# STORED DATA
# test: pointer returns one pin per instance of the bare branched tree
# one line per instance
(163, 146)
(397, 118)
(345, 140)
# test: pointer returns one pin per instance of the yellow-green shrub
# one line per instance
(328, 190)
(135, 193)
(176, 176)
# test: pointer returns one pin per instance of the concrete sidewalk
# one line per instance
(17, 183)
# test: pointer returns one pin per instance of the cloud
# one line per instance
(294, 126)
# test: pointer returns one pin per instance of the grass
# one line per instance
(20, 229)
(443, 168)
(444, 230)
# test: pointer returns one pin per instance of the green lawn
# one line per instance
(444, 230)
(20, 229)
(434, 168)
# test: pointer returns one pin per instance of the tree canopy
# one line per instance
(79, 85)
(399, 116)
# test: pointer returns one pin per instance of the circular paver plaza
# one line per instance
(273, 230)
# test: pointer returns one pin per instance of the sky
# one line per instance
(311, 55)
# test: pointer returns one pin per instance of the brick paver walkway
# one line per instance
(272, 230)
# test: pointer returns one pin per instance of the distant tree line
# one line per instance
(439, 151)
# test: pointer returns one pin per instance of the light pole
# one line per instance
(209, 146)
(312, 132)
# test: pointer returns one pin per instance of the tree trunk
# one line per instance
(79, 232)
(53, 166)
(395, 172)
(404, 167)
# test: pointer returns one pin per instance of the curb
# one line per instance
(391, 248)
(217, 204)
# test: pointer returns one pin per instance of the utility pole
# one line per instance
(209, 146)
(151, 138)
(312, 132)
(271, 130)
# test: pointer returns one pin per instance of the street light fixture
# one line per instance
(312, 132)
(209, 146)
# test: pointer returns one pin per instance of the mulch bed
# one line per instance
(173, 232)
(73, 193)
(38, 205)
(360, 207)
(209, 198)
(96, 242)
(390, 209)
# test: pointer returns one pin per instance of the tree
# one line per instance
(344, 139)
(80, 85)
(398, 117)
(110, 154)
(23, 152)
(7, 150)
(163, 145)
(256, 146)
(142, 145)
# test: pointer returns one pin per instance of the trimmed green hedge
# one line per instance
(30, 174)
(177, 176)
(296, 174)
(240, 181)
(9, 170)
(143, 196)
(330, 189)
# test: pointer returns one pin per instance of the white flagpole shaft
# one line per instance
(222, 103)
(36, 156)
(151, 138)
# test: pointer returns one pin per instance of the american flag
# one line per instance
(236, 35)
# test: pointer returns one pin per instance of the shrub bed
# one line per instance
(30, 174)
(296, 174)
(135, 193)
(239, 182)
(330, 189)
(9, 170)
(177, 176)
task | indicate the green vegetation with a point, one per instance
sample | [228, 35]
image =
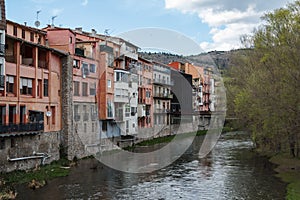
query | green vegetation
[289, 171]
[263, 83]
[55, 169]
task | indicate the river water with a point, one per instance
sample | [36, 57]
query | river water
[230, 171]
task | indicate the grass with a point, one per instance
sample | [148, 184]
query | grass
[289, 171]
[42, 173]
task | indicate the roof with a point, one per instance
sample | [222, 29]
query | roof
[26, 27]
[39, 45]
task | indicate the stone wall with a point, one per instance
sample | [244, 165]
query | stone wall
[25, 146]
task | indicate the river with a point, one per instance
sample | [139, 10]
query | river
[230, 171]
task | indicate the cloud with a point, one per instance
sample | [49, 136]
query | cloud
[56, 11]
[85, 2]
[227, 19]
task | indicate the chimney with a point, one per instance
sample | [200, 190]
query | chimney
[94, 32]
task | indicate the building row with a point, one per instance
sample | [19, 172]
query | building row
[67, 92]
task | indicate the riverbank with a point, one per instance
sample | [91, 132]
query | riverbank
[289, 171]
[34, 178]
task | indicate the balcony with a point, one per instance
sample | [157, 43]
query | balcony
[163, 82]
[77, 118]
[2, 81]
[163, 95]
[2, 49]
[18, 128]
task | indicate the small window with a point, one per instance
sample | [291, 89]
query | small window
[2, 143]
[93, 89]
[23, 33]
[15, 32]
[12, 143]
[92, 68]
[46, 88]
[26, 86]
[76, 88]
[104, 126]
[10, 84]
[84, 89]
[32, 37]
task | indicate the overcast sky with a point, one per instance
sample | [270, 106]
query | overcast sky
[170, 25]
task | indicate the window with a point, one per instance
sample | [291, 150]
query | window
[22, 114]
[31, 37]
[133, 111]
[26, 86]
[127, 126]
[53, 114]
[109, 109]
[84, 128]
[76, 88]
[76, 113]
[148, 94]
[39, 88]
[2, 114]
[10, 84]
[84, 89]
[110, 60]
[23, 33]
[92, 68]
[76, 63]
[2, 143]
[93, 89]
[104, 126]
[12, 143]
[85, 70]
[127, 110]
[15, 32]
[46, 87]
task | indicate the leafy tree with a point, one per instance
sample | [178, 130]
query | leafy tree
[265, 81]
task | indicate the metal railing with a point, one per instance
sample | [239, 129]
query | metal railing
[17, 128]
[163, 81]
[163, 95]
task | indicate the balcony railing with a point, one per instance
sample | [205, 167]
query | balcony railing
[163, 81]
[2, 81]
[2, 49]
[18, 128]
[162, 95]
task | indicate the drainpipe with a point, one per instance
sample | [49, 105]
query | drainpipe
[42, 156]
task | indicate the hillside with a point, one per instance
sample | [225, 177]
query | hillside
[214, 58]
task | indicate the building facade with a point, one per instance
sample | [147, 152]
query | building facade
[82, 137]
[162, 93]
[145, 95]
[30, 101]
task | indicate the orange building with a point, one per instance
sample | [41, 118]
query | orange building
[30, 101]
[145, 101]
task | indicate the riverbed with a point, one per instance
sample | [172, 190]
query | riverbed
[231, 171]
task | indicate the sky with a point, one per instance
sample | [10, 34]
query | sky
[179, 26]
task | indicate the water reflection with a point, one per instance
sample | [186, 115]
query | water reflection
[230, 171]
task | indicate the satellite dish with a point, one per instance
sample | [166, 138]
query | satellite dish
[37, 23]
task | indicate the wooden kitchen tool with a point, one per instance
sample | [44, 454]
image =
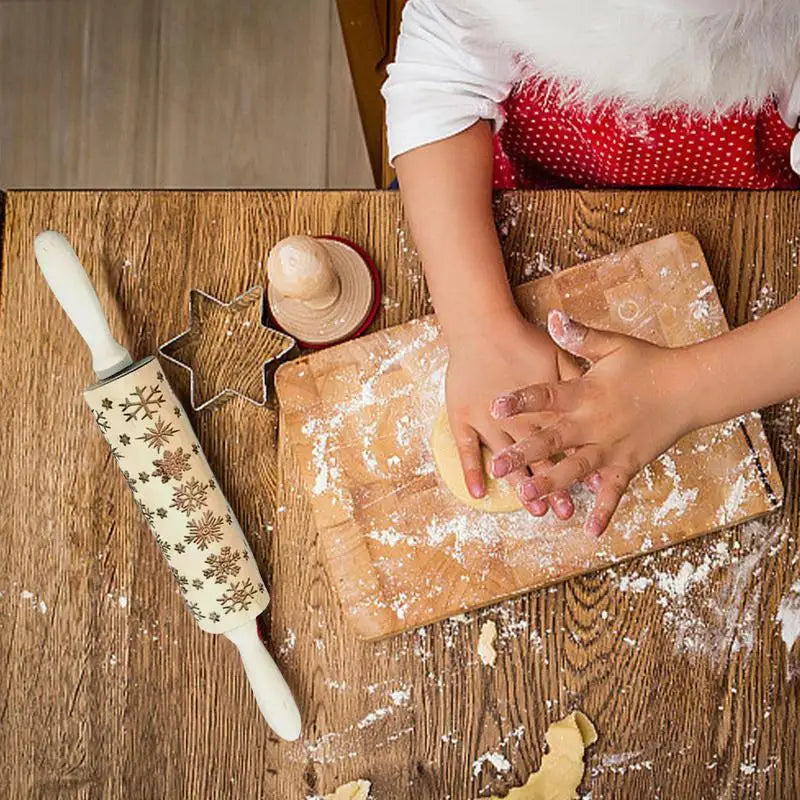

# PROBLEM TO WORK ON
Where the word "paver" shows up in a line of the entries above, copy that line.

# RESULT OF THE TASK
# test: pointer returns one pin per instance of the circular paver plaza
# test: pointer returns one pin per instance of the brick paver walkway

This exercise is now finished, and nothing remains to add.